MIDI Sketch is a music theory-based MIDI generator that creates complete pop music arrangements. Unlike AI audio generators like Suno, it outputs editable MIDI data - drums, bass, chords, arpeggios, and melodies - that you can import into your DAW and customize with your own sounds and mixing.

How is MIDI Sketch different from Suno or other AI music generators?

AI audio generators like Suno produce finished audio that you cannot edit. MIDI Sketch generates MIDI data based on music theory, giving you full control. You can change instruments, edit notes, adjust timing, and mix however you want in your DAW. Same seed always produces the same output - fully reproducible.

How do I use MIDI Sketch with my DAW?

Generate your song in the browser, then download the MIDI file. Import it directly into any DAW like Ableton Live, FL Studio, Logic Pro, or Cubase. All tracks are separated and ready for your own sounds and mixing.

What music styles does MIDI Sketch support?

MIDI Sketch includes presets for J-Pop, K-Pop, City Pop, EDM, Ballad, Rock, R&B, and more. Each preset configures appropriate rhythms, chord voicings, and arrangement patterns based on music theory for that style.

[Dataset excerpts on object pointing]
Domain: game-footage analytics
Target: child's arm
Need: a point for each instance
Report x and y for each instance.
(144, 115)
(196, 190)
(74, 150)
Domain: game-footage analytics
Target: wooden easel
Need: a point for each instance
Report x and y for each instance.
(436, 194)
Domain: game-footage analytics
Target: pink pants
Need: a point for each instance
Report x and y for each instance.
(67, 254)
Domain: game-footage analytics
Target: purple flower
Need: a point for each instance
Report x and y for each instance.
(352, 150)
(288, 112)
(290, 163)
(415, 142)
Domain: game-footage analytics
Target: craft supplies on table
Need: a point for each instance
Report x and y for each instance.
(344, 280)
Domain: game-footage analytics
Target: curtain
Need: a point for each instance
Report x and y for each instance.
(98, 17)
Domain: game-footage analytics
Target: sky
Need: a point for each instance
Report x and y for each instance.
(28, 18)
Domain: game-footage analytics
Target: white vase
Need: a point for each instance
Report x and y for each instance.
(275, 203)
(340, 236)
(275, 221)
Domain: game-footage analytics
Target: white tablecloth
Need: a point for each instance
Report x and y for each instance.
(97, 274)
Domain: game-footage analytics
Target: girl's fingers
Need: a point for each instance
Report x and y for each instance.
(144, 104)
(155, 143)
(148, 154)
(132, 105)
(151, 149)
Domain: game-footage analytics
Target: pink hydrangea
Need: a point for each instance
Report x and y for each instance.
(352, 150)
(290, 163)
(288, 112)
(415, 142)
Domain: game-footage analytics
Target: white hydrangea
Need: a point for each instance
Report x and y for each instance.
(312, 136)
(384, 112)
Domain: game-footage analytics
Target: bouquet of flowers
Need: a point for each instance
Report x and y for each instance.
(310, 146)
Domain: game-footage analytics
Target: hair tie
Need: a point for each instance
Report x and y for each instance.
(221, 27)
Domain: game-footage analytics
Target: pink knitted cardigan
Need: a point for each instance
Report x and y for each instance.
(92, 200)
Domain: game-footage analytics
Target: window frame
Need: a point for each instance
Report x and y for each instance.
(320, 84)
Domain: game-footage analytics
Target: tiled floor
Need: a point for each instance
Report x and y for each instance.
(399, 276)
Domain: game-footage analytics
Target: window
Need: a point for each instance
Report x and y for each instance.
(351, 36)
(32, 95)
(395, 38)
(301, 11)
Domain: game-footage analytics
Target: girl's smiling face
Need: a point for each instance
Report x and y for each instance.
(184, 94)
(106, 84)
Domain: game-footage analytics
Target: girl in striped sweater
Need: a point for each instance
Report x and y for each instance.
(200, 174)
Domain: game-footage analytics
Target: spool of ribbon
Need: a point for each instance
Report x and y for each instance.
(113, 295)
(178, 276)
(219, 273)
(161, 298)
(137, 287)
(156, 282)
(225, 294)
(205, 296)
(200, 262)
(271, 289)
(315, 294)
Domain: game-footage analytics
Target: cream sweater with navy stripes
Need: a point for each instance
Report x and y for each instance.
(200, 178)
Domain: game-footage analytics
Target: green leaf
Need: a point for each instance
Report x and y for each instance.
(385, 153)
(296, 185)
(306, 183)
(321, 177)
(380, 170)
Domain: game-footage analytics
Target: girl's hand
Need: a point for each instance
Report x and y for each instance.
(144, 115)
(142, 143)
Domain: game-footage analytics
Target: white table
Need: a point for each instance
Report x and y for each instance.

● **TASKS TO COMPLETE**
**A)** Name every DAW that the MIDI Sketch FAQ mentions by name.
**B)** Transcribe the MIDI Sketch FAQ word for word, everything from "How do I use" down to "for your own sounds and mixing.".
**C)** Put this sentence from the MIDI Sketch FAQ into Spanish: "All tracks are separated and ready for your own sounds and mixing."

● **SOLUTIONS FOR EACH TASK**
**A)** Ableton Live, FL Studio, Logic Pro, Cubase

**B)**
How do I use MIDI Sketch with my DAW?

Generate your song in the browser, then download the MIDI file. Import it directly into any DAW like Ableton Live, FL Studio, Logic Pro, or Cubase. All tracks are separated and ready for your own sounds and mixing.

**C)** Todas las pistas están separadas y listas para tus propios sonidos y tu propia mezcla.